- _Material for this task_:
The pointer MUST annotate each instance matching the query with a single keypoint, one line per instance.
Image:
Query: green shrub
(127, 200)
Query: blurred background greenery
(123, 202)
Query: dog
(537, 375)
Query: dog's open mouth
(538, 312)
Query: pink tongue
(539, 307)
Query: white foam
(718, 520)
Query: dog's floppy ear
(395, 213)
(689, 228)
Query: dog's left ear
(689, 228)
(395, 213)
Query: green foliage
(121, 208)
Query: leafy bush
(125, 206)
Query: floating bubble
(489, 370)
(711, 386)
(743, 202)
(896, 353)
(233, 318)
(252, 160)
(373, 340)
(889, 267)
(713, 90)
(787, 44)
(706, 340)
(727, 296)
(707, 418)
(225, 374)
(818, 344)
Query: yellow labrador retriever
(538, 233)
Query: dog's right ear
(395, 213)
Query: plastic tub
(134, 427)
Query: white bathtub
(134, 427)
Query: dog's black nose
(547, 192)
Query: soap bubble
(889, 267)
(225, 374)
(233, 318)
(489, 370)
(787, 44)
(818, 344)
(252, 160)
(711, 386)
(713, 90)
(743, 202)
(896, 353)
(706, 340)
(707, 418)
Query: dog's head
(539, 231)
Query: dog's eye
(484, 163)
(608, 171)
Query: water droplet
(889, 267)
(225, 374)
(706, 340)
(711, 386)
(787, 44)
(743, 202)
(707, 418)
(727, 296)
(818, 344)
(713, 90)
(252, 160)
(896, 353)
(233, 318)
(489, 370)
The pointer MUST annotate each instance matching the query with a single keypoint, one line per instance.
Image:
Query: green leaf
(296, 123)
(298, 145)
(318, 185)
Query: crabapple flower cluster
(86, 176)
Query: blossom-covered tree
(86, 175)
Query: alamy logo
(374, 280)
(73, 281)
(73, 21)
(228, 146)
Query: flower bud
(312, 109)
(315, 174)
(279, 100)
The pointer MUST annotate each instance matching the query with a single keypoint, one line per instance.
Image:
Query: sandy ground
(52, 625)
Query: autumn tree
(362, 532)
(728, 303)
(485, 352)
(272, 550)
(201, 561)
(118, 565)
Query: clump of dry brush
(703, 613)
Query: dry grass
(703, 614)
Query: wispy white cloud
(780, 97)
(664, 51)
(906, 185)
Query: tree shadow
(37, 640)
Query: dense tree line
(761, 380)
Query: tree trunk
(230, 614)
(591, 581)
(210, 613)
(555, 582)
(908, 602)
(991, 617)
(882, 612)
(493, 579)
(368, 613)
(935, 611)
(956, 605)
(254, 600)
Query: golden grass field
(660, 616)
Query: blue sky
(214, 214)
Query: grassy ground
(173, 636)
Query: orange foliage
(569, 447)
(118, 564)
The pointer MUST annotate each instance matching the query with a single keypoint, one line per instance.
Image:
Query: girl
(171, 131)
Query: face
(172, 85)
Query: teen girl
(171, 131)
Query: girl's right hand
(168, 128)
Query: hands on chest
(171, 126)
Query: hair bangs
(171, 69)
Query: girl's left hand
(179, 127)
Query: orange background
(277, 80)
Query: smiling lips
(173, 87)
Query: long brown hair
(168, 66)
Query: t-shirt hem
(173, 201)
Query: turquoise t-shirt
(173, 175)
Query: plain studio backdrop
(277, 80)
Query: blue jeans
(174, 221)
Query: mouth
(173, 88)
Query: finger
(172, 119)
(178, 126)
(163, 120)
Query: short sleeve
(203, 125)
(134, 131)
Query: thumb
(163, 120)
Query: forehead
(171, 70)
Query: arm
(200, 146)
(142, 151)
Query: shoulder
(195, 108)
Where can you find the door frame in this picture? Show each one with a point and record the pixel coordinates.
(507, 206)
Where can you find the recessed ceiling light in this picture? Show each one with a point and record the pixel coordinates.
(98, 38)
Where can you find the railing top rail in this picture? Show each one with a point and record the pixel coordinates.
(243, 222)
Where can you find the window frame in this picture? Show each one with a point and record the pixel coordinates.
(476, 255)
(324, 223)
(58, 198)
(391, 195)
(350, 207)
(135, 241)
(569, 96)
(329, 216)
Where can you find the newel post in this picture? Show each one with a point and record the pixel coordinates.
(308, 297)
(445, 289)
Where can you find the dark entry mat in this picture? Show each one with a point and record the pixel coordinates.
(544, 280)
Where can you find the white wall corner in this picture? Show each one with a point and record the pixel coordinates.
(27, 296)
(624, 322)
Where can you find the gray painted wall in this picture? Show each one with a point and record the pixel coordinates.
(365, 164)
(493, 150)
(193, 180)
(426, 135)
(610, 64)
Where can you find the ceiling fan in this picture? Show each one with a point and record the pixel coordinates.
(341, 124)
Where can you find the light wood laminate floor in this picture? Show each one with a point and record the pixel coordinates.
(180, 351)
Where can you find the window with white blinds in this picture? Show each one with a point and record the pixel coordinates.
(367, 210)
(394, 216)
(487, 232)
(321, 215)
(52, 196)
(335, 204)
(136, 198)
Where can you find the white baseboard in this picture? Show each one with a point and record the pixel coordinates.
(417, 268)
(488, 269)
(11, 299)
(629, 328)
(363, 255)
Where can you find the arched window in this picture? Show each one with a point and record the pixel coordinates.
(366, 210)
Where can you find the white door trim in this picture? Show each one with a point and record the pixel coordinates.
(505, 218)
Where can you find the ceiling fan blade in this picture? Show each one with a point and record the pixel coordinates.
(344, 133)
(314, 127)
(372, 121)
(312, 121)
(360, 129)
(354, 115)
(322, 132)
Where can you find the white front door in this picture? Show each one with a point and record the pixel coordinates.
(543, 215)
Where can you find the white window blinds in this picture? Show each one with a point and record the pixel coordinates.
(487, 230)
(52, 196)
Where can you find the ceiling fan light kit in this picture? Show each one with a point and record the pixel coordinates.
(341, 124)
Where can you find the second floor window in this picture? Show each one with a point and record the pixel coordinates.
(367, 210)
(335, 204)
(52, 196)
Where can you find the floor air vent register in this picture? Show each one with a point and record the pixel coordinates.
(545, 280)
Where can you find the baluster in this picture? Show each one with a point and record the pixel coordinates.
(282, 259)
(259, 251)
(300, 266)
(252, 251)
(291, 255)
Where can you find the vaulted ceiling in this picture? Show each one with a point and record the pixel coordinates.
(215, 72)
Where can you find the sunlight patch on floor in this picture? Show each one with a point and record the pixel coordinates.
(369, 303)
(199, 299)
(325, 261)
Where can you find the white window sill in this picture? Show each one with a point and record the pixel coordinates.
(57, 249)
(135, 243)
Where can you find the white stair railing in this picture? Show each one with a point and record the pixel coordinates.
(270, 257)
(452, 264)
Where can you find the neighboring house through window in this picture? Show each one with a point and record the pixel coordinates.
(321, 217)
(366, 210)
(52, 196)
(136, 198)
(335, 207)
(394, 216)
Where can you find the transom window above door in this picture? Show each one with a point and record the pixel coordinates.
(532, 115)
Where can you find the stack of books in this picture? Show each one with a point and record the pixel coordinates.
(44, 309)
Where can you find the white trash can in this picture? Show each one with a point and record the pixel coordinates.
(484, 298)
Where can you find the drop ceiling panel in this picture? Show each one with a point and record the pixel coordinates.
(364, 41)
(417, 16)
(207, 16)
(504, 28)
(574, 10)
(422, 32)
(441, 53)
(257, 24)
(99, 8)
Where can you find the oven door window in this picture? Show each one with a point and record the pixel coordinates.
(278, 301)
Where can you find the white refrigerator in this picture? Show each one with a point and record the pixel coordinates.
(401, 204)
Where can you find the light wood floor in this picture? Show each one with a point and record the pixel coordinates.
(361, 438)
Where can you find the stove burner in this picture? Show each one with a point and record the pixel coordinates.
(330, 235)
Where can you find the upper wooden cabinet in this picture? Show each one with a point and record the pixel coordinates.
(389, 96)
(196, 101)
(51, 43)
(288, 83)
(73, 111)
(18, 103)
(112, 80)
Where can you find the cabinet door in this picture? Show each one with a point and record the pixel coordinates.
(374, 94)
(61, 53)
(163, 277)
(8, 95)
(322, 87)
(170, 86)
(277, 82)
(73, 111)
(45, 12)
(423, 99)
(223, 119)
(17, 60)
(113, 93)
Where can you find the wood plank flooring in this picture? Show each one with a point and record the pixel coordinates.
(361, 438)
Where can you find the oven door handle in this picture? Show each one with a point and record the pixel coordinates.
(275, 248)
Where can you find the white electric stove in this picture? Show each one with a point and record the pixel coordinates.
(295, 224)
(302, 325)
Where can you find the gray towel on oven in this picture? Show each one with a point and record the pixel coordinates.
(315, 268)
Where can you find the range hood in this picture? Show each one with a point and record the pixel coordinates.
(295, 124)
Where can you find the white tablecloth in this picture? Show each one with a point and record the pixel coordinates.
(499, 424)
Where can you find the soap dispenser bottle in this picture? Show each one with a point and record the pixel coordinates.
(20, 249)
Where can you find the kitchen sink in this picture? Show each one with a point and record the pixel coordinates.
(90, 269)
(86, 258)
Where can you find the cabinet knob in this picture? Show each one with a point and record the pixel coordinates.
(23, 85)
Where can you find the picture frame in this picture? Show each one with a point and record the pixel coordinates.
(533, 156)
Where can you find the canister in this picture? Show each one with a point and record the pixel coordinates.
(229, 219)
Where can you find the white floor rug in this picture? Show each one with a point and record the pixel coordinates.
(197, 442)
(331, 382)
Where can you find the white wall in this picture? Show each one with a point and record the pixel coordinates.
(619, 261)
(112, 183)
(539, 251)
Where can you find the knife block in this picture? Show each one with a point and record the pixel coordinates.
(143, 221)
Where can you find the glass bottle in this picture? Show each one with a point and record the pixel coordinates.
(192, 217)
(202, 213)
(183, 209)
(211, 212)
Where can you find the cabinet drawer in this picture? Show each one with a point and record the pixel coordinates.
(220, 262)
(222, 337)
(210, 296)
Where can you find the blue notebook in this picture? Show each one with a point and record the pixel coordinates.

- _Exercise prompt_: Copy, without any change, the lines from the one that contains "Where can you find the cabinet drawer" to the final line of the entries above.

- _Completed task_:
Where can you find the cabinet drawer in this picture? Show each one with a point and record the pixel coordinates.
(220, 262)
(222, 337)
(210, 296)
Where can you find the blue notebook in this picture? Show each one with a point and record the pixel coordinates.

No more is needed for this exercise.